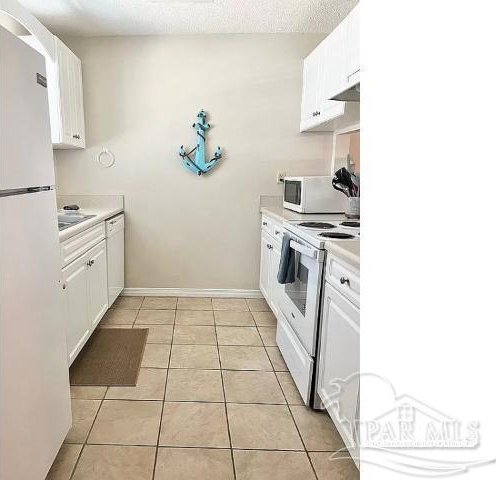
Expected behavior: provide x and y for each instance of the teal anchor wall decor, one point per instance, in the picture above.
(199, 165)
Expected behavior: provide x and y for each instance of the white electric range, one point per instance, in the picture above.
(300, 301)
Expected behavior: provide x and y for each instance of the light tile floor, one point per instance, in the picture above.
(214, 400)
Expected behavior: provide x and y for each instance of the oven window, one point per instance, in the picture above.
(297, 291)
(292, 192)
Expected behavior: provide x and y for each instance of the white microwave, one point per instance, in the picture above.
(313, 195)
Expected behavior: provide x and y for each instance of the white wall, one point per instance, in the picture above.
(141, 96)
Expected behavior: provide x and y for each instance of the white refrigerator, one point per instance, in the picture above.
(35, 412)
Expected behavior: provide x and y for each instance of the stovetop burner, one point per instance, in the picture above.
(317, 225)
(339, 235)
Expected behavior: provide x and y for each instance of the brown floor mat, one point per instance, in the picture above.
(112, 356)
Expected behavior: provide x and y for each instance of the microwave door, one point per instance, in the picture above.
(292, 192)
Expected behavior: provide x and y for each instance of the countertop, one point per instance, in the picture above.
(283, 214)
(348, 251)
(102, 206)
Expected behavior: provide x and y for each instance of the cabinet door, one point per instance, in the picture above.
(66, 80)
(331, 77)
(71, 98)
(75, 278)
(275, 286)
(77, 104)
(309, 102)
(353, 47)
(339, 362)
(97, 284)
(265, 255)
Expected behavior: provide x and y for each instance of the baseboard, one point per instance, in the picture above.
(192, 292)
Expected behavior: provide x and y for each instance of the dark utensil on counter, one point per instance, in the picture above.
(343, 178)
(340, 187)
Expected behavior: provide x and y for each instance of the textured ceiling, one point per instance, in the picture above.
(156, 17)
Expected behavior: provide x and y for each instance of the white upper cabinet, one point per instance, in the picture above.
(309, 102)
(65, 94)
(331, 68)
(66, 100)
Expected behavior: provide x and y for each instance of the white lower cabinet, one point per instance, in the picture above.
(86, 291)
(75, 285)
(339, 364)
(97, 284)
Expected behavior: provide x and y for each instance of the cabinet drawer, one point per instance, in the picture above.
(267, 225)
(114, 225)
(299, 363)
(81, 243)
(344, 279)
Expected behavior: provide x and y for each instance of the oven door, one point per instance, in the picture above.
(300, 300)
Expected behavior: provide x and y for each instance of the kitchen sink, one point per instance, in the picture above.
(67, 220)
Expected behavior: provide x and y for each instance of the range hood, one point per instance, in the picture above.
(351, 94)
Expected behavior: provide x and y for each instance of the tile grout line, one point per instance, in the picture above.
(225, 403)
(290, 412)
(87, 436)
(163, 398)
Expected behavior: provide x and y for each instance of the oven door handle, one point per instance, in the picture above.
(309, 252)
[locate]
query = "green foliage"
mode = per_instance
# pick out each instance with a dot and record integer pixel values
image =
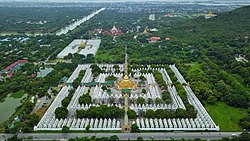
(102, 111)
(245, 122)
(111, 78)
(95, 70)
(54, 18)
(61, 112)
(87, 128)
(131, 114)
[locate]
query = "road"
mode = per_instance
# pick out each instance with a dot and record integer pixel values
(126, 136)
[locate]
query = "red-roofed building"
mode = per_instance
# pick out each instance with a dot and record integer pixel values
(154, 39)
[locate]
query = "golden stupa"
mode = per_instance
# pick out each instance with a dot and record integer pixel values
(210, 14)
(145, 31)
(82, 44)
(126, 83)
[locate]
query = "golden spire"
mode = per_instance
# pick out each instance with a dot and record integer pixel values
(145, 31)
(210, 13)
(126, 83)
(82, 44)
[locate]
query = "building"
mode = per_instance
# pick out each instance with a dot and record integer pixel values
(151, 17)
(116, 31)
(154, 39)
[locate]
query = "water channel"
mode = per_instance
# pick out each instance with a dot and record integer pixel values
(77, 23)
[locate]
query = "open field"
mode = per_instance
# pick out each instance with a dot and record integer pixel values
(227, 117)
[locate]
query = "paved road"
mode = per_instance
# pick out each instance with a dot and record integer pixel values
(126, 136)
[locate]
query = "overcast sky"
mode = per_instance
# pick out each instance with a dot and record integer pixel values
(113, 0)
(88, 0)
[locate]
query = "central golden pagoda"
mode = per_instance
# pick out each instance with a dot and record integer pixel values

§ **Task to complete**: Filter the records above and return every line that holds the word "golden".

§ **Reply**:
query = "golden stupa"
query = "golden spire"
query = "central golden pagoda"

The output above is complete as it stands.